• [Exercise]
Take the line holding "Rules: pick out each instance of the woman running" as the first line of the answer and the last line of the listing as its end; retype everything between exactly.

• [Record set]

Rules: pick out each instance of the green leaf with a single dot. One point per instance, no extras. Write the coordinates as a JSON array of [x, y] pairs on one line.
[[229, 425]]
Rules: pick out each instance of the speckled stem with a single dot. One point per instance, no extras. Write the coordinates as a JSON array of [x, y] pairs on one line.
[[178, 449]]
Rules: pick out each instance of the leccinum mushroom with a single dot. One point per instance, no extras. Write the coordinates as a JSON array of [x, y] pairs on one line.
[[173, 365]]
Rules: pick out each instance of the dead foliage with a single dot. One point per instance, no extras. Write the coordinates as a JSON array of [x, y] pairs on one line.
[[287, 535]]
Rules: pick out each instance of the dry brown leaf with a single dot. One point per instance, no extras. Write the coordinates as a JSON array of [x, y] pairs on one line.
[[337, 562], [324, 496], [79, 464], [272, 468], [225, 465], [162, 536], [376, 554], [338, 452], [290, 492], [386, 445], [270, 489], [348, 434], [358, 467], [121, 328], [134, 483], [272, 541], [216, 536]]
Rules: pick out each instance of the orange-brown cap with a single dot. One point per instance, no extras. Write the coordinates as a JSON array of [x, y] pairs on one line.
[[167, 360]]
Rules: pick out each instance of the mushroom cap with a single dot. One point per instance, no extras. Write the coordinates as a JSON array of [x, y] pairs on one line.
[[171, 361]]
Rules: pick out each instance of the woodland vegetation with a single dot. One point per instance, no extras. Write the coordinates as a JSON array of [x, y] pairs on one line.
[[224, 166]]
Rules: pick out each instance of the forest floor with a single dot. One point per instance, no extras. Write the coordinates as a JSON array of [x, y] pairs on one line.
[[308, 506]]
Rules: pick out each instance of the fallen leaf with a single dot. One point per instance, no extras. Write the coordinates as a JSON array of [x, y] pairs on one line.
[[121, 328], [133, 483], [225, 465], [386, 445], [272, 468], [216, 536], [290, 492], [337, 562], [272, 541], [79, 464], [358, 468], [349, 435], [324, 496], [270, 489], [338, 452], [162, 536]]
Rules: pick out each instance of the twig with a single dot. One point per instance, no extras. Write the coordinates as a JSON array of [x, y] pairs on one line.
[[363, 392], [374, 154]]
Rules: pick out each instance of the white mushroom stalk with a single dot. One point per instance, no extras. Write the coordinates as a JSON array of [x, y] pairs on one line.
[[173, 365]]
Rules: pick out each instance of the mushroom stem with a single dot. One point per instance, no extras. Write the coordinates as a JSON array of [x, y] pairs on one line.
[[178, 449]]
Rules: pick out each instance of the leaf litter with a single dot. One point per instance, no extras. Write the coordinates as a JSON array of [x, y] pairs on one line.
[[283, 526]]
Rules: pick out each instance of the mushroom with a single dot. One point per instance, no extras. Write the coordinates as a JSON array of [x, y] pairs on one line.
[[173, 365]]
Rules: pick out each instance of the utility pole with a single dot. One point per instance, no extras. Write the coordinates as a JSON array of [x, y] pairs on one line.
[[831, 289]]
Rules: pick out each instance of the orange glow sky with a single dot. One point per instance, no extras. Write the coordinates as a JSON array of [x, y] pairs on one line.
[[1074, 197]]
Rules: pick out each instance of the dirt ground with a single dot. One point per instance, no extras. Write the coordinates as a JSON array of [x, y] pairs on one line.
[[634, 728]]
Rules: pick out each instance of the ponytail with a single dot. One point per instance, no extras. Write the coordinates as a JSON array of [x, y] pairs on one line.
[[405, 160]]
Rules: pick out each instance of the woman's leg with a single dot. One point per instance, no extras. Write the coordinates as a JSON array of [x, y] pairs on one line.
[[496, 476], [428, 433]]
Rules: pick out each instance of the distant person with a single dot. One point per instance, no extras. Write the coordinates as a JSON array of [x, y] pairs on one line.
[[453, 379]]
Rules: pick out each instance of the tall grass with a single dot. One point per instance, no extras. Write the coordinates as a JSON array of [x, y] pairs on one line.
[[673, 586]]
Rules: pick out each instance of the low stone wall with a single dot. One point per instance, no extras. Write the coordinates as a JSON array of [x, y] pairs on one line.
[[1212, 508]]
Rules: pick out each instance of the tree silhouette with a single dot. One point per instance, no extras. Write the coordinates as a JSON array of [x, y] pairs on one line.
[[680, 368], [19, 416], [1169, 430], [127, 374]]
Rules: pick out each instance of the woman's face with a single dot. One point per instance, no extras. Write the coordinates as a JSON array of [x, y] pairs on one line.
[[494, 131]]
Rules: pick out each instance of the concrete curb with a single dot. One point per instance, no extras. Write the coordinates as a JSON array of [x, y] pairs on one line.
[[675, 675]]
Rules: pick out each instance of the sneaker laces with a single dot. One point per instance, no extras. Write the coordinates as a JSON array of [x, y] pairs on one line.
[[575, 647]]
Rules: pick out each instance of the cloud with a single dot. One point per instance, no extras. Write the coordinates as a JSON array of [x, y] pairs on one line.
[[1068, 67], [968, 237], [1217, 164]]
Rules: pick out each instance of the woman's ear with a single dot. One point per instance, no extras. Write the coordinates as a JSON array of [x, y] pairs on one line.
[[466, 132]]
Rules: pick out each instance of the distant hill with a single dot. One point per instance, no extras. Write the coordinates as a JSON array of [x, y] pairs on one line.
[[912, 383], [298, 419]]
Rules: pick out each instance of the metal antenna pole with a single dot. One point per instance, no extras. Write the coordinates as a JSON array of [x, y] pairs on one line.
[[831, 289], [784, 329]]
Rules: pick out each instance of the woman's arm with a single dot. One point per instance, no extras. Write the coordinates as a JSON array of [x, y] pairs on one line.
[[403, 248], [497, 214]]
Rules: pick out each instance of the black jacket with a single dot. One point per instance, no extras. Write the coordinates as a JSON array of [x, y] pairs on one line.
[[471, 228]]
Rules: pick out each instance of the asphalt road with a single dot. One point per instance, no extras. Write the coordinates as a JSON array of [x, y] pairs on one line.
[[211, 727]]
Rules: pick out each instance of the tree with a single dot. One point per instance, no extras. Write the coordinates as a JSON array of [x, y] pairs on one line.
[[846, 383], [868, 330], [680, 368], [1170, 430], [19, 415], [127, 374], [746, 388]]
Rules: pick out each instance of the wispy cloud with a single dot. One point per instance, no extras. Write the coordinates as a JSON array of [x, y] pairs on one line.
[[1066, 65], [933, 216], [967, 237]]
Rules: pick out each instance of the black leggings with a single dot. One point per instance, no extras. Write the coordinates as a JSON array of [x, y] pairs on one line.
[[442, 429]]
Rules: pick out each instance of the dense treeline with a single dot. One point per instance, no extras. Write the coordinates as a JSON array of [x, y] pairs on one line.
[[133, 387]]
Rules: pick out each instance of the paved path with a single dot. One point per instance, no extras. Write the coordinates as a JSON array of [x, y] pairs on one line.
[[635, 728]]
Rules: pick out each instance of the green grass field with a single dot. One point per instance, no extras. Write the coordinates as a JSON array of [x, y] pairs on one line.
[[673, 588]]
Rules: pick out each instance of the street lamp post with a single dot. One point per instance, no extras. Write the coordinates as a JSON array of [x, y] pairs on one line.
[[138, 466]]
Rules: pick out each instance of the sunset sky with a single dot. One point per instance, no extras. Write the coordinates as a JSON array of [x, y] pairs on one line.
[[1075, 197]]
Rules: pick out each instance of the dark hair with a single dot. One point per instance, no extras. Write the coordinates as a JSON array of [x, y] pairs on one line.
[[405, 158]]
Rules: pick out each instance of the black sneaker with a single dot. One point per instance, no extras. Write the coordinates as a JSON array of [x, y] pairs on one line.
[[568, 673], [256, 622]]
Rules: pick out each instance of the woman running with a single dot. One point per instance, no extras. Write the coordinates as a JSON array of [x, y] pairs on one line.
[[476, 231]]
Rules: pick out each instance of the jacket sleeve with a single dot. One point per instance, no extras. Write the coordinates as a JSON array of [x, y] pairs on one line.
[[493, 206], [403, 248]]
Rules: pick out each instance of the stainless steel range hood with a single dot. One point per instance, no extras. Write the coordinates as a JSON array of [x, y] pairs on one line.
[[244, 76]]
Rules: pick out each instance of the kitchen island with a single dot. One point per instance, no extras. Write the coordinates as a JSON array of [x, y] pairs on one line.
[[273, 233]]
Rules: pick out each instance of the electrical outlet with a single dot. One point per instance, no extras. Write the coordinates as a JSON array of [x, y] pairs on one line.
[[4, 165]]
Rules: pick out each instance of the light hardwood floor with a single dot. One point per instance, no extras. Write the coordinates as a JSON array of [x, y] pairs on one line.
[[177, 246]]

• [Result]
Rules: pick out each instance of the woman running with a single dot. One point per instance, no extras. Write the coordinates as a JSON array of [x, y] pairs on one line.
[[476, 231]]
Rules: pick out each instance of the jacket sleeve with a single dot. One point per instance, no extras. Write the coordinates as a JSON array of [x, y] pairs on one line.
[[493, 206], [403, 248]]
Rules: pick out each instance of the stainless steel range hood with a single dot. One point per instance, no extras. Write the coordinates as a JSON array of [x, y] pairs on one line.
[[244, 76]]
Rules: pick out each instance of the kitchen island with a single dot. One point per instance, no extras. Write the coordinates as a JSON array of [x, y] pairs on one line.
[[273, 233]]
Rules: pick out each instance of the electrical outlet with a single dot. One point per instance, no extras. Write the coordinates as a JSON array of [x, y] pairs on one line.
[[4, 165]]
Rules: pick out each instance of the light hardwood floor with a single dot. One point per instance, no extras. Write the coordinates as a JSON array of [x, y] pairs on one line.
[[177, 246]]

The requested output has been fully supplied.